BEGIN Listed records

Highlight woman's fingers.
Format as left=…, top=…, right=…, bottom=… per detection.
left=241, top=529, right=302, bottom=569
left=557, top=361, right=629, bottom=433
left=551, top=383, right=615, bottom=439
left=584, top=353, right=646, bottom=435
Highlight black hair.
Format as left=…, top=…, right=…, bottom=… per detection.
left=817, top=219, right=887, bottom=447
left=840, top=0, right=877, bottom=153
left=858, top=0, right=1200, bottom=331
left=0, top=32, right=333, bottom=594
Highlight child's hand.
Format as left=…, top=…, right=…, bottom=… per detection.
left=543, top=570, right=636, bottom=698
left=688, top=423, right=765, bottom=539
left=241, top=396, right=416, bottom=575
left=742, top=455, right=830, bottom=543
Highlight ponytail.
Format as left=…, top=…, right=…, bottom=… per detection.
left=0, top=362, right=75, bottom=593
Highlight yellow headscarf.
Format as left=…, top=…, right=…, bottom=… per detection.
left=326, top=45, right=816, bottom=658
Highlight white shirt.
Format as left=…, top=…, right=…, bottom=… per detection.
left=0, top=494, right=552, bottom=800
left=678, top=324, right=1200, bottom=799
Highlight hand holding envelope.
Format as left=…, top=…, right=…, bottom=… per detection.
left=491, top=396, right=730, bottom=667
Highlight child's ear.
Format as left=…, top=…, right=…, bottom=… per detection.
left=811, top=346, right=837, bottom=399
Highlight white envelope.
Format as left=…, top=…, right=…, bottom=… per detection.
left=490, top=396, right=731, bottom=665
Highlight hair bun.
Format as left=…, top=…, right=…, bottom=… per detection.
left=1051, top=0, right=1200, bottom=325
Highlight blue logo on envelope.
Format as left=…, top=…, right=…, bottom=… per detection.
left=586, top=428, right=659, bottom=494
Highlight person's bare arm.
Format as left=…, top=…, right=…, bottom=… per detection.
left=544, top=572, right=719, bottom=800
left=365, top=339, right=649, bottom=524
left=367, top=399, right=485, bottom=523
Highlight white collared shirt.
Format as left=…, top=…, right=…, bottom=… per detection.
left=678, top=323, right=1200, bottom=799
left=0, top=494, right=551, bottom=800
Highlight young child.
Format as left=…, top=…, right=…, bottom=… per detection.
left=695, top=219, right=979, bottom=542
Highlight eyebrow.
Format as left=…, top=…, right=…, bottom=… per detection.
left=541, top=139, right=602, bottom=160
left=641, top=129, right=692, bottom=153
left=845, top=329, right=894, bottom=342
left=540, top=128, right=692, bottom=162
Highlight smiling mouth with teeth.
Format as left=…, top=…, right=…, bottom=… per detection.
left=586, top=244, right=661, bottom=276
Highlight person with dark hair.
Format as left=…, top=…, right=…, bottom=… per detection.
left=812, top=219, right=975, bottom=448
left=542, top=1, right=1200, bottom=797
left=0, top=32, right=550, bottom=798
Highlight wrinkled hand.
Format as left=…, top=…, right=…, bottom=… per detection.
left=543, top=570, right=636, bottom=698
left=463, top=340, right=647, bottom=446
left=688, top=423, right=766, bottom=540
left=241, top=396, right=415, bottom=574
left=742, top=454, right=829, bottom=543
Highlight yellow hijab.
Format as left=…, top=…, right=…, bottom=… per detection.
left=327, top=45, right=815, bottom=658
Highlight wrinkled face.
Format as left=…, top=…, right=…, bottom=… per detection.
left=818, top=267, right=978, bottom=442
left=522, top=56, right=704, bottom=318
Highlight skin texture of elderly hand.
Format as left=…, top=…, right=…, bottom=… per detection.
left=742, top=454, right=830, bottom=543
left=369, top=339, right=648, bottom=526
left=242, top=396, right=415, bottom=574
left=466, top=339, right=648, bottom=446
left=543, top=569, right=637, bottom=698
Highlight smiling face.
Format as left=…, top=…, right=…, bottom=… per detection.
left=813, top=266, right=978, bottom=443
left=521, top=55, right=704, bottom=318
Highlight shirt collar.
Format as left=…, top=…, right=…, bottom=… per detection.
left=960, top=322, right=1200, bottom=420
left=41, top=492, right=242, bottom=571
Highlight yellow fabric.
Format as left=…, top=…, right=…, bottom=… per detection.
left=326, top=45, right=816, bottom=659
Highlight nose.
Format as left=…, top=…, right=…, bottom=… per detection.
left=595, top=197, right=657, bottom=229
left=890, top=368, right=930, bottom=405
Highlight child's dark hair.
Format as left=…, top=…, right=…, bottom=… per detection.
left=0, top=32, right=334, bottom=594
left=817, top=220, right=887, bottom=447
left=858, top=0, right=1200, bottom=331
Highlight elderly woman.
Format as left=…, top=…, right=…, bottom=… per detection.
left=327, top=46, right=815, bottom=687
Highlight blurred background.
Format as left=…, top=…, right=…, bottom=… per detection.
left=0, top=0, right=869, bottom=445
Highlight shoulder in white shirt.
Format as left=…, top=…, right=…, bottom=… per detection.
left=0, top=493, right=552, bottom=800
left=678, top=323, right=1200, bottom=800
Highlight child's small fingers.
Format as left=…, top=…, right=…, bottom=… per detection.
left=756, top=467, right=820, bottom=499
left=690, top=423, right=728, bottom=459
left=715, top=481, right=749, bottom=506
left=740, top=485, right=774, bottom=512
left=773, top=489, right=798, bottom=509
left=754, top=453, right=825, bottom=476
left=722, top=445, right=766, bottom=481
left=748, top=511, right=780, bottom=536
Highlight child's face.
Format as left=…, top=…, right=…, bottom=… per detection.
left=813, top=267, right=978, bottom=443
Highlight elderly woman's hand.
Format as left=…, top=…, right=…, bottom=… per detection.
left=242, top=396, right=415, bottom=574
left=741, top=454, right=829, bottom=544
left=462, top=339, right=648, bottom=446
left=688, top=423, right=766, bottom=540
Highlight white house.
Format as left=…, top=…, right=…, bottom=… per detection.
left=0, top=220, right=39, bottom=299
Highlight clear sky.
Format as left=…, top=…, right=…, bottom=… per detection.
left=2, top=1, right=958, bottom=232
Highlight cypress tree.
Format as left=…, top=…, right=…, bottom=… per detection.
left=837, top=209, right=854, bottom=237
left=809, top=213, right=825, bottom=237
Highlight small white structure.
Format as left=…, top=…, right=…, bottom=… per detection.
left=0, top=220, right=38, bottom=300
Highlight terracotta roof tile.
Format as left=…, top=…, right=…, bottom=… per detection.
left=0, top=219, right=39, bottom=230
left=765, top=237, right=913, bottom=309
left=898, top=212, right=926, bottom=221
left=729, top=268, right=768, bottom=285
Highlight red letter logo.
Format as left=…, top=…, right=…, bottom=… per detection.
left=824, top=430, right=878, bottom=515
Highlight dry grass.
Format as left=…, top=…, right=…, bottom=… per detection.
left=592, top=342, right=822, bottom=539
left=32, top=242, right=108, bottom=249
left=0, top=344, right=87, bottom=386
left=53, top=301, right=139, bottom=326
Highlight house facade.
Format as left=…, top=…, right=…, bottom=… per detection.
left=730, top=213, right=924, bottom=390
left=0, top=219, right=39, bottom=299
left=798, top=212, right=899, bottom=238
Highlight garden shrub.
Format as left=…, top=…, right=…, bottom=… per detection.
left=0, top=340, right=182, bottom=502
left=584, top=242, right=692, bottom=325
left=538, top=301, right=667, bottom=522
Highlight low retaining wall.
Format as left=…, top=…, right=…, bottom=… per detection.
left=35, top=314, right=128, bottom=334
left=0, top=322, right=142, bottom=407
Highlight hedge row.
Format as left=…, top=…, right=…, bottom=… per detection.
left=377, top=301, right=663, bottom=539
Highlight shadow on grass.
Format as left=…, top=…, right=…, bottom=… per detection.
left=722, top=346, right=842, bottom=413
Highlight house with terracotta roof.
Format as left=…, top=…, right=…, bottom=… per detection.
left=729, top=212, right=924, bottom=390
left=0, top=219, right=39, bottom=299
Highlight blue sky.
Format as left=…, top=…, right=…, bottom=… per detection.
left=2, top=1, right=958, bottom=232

END Listed records

- Task item -
Extract every line containing the string "wrinkled" from the data above.

- Final answer -
Highlight wrinkled hand.
Highlight wrinkled face.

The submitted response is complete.